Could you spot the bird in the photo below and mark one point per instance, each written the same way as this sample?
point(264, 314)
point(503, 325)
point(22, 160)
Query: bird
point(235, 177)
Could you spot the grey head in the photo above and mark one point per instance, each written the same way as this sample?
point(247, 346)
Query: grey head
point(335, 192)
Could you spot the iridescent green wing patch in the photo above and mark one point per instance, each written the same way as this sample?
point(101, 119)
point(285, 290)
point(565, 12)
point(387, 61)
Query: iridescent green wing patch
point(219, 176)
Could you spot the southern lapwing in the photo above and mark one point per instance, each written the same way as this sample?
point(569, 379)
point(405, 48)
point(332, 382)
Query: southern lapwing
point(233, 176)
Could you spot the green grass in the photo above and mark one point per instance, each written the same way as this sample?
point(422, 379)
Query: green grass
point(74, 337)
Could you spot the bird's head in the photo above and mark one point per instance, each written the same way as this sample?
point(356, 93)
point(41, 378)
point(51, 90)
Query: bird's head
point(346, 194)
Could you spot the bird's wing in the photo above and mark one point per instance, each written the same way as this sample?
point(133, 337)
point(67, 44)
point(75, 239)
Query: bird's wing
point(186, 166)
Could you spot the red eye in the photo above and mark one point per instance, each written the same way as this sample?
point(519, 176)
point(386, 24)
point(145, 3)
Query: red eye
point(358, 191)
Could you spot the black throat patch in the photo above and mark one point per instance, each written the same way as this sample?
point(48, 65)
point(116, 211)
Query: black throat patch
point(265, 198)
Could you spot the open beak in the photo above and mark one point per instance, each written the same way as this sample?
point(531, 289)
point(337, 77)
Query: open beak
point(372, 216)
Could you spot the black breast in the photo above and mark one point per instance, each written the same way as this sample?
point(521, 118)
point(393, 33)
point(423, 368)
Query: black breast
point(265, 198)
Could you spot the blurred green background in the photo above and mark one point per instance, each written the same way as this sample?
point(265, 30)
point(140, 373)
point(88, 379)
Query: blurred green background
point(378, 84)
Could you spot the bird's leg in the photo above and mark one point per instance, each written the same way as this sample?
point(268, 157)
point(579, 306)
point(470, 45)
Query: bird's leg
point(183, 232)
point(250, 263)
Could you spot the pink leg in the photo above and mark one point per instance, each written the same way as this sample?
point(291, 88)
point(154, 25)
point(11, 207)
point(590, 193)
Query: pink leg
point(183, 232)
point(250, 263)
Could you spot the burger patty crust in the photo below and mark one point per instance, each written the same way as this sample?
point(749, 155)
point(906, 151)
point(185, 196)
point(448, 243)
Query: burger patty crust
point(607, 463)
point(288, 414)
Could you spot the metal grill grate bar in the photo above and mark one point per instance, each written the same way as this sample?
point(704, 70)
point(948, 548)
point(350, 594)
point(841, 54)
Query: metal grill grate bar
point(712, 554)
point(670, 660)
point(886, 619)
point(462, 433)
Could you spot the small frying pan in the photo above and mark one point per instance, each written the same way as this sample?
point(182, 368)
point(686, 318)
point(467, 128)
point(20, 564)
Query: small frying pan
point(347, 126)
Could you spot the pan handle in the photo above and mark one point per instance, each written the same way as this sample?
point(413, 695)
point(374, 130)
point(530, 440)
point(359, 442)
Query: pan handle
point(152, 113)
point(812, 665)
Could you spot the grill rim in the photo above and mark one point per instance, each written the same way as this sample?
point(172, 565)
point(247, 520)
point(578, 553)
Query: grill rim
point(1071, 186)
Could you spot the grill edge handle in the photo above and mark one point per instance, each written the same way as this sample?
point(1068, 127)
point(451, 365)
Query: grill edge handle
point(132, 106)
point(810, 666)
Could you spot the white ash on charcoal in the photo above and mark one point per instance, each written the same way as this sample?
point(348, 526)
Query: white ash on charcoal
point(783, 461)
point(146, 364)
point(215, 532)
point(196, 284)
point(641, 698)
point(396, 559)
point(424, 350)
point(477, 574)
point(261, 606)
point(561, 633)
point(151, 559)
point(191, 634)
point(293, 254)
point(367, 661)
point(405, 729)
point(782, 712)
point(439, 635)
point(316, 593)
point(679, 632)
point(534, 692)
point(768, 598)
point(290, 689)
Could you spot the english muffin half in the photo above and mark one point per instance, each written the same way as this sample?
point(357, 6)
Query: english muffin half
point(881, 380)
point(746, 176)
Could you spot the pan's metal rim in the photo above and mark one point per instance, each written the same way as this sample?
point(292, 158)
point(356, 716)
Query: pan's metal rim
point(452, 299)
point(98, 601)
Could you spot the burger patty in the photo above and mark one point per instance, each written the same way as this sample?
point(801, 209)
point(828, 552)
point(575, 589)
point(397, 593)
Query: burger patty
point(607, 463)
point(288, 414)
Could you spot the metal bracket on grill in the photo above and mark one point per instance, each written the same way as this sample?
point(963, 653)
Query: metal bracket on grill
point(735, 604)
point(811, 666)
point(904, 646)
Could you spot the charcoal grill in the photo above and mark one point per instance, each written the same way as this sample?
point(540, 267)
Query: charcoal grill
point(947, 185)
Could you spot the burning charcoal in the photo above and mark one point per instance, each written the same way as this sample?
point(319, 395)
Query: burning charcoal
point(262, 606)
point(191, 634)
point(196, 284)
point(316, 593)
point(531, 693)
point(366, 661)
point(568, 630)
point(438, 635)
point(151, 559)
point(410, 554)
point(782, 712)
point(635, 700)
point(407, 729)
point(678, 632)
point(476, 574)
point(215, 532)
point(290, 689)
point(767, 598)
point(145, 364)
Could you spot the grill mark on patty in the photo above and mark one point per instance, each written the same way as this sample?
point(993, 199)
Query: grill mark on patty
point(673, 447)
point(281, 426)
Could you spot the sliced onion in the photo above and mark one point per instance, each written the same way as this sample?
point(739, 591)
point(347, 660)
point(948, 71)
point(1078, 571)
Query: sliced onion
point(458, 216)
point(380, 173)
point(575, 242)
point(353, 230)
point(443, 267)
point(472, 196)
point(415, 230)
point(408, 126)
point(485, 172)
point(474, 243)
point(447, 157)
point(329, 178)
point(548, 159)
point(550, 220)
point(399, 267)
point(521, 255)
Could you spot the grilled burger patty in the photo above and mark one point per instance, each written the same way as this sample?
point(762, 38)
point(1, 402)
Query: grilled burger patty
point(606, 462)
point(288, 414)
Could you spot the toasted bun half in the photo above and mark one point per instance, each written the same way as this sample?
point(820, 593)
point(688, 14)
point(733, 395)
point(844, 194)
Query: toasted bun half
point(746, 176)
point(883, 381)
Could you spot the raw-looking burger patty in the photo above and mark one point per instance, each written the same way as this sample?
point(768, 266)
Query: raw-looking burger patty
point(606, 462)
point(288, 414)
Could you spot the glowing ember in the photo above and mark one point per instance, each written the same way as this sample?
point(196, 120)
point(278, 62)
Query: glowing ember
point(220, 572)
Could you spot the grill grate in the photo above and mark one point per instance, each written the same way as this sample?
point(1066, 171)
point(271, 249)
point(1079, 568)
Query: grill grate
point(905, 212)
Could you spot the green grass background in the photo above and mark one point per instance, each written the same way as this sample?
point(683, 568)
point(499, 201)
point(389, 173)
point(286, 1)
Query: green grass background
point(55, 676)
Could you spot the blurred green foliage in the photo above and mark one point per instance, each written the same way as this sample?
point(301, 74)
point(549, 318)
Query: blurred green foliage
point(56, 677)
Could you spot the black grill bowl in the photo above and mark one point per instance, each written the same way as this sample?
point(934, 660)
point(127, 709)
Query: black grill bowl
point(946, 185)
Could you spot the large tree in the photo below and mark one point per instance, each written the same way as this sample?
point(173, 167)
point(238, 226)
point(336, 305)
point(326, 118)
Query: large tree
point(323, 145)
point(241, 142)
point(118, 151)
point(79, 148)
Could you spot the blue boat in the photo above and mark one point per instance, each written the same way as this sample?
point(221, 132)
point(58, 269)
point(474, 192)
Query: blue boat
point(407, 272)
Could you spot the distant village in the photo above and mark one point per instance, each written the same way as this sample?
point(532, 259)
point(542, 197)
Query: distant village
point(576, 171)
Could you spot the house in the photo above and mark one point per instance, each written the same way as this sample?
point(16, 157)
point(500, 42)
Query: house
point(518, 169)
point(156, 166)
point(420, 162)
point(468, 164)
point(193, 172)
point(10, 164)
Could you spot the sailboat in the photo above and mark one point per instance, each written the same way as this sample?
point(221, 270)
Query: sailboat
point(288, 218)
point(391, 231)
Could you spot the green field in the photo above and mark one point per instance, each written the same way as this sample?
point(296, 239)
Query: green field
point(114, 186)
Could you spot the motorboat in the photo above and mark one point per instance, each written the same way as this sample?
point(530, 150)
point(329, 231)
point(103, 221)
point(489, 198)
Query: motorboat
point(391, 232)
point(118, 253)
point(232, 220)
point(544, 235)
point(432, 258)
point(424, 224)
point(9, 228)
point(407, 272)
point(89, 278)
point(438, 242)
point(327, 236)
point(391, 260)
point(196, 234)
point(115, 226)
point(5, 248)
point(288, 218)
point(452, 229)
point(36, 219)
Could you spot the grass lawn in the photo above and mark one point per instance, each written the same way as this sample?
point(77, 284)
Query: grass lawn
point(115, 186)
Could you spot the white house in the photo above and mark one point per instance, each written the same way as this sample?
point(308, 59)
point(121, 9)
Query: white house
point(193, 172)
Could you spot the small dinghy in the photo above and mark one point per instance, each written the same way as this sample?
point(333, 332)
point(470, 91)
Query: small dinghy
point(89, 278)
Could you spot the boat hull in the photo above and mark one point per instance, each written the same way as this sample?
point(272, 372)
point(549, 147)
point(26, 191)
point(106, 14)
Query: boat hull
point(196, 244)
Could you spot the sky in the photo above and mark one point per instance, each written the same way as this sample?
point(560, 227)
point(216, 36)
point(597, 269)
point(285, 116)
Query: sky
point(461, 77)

────

Rewrite the lines from the line with "Could you spot the pan handle" to the line with "point(1071, 186)", putting "grate rim" wherever "grill rim" occurs and keeping everything else the same.

Could you spot the pan handle in the photo above and mark one point per instance, each written the same way as this sample?
point(413, 695)
point(374, 130)
point(530, 440)
point(359, 442)
Query: pan handle
point(152, 113)
point(812, 665)
Could you spot the grate rim in the photo above and mark one point per instance, each written the same way as this sample?
point(172, 565)
point(247, 520)
point(578, 553)
Query: grate rim
point(1071, 186)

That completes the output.